Fighter Aces of the RAF in the Battle of Britain by Philip Kaplan

Fighter Aces of the RAF in the Battle of Britain by Philip Kaplan

Author:Philip Kaplan
Language: eng
Format: epub
ISBN: 9781783409020
Publisher: Pen & Sword Books
Published: 2013-05-31T16:00:00+00:00


In addition to the emphasis on discipline, life aboard the Botha in the two-year curriculum stressed mathematics, a subject in which Sailor was admittedly deficient, and science, along with seamanship, gunnery, signalling, and drill. He learned about navigation with logs, chart work, the sextant, Mercator’s and plane sailings, magnetism, meteorology, latitude by meridian altitude, longitude by chronometer, and he gained a lot of experience manning skiffs and cutters that plied between the ship and shore, sailing and rowing. His favourite subject was, of course, gunnery, which included rifle and pistol firing, stripping and mounting a gun, tracing a gun circuit, sight setting, and a working knowledge of explosives. He was required to scrub the decks and wash his own clothes and dishes after meals. Fortunately for cadets who came in later years to the Botha, such traditions as the bullying and harassment had been ended.

In time Sailor passed out of the Botha cadet programme with a clean record and a First Extra certificate in seamanship. Eight months later he took up a position as a cadet aboard the Sandown Castle, of the Union-Castle Line, headed for New York on his first voyage.

His training ship, the Botha, has long since lain in twenty-five fathoms of water nine miles off the Roman Rock Lighthouse, where she sank after receiving twenty-four shells from the Scala battery above Simonstown, probably a fitting end for a vessel remembered by its cadets for so many years of harsh discipline.

[Problem 1] In the passage about Sailor's training on the Botha, which ship did he join as a cadet for his first voyage?
[Problem 2] Rewrite the paragraph of the Botha passage that begins "In addition to the emphasis on discipline" as a bulleted list, keeping its main facts.
[Problem 3] Pick up the passage about Sailor's training on the Botha after its last sentence and continue it.
The collection entries have no connection to the passage about Sailor's training on the Botha.

[Collection entries]
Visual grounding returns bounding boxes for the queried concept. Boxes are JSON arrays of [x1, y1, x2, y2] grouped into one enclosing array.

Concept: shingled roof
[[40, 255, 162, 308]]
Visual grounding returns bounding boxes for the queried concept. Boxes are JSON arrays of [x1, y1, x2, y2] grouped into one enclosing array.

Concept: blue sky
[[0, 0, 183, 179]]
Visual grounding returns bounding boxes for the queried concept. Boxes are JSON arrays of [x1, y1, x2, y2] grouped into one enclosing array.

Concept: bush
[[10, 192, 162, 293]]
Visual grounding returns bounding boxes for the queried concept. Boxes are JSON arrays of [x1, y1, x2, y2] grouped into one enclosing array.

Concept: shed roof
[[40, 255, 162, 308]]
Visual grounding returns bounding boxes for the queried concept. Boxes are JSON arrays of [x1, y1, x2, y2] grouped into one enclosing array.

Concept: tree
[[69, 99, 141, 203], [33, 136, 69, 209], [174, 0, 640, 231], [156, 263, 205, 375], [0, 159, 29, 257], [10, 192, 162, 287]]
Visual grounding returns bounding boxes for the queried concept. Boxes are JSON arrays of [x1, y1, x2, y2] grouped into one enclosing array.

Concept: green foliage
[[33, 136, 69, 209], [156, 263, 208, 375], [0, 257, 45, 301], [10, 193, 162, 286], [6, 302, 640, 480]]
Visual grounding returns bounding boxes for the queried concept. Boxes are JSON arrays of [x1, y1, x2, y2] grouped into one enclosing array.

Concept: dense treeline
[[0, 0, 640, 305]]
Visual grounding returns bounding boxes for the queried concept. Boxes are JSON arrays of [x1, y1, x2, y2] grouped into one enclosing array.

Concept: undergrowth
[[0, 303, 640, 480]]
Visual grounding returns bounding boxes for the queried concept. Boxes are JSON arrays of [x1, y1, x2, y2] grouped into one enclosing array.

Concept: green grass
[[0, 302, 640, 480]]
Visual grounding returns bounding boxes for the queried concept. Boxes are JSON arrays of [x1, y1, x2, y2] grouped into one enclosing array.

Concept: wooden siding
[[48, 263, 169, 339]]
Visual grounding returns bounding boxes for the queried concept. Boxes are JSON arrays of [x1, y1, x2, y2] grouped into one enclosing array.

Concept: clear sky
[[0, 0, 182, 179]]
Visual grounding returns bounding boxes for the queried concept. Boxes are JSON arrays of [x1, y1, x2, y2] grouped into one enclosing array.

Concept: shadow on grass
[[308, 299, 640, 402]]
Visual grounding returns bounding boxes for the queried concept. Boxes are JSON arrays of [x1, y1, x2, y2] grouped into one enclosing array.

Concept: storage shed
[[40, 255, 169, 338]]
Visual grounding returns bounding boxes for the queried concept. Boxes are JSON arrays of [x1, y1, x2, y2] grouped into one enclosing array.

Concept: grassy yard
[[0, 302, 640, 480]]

==

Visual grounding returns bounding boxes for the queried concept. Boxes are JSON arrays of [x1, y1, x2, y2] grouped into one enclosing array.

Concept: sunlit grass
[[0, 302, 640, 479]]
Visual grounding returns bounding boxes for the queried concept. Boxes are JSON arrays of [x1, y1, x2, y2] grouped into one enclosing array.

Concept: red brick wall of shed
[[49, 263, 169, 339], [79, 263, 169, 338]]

--

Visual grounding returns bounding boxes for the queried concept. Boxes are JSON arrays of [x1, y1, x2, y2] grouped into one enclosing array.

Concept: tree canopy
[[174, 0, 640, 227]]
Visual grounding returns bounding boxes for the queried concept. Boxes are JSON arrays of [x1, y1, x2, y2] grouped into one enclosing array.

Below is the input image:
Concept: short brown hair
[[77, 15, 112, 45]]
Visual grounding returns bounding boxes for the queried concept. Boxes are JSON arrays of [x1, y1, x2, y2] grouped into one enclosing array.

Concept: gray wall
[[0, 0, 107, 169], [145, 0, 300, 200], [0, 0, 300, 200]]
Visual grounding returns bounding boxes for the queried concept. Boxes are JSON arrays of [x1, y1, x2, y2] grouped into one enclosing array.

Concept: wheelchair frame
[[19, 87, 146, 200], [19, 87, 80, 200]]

[Written response 1] The Sandown Castle, of the Union-Castle Line, headed for New York.

[Written response 2]
- Alongside discipline, the two-year Botha curriculum stressed mathematics (a subject in which Sailor was admittedly deficient), science, seamanship, gunnery, signalling, and drill.
- Navigation covered logs, chart work, the sextant, Mercator's and plane sailings, magnetism, meteorology, latitude by meridian altitude, and longitude by chronometer.
- He gained a lot of experience sailing and rowing the skiffs and cutters that plied between the ship and shore.
- Gunnery was his favourite subject. It included rifle and pistol firing, stripping and mounting a gun, tracing a gun circuit, sight setting, and a working knowledge of explosives.
- He had to scrub the decks and wash his own clothes and dishes after meals.
- Bullying and harassment traditions had been ended by the time later cadets arrived.

[Written response 3]
Sailor would spend nine years at sea plying the lanes between the old world and the east coast ports of America, especially that of New York City. In 1921 two American women, Katherine Mayo and Moyca Newell, joined forces to reciprocate for the kind hospitality shown American soldiers in Britain during the war years of 1917 – 18. They reasoned: ‘British merchant ships in peacetime spend more time in New York harbour than in any other port in the world, many of them carrying cadet officers in their crews, lonely young men mostly without friends in New York, with little or no knowledge of the city ...’ so the two women decided to create a cozy, home-like club, free of rules and always open to the British cadets aged between sixteen and twenty, to come in, make friends, play cards, meet and dance with young American girls from good homes and find an American ‘mother figure’ to confide in if they wished to do so. They tried to make it the sort of place that the mothers of the young men would be comfortable having their sons visit. One woman who worked in the club remembered Sailor as rather shy, though always popular and having many friends. Sailor spent much of his leave time there at the British Apprentice Club on West 23rd Street near the Chelsea Hotel. One of the hostesses recalled:

He was very blond with a young, almost girlish face and had a shy, diffident manner. When introductions were taking place, he was usually hidden behind a group of other boys and you sometimes overlooked him altogether.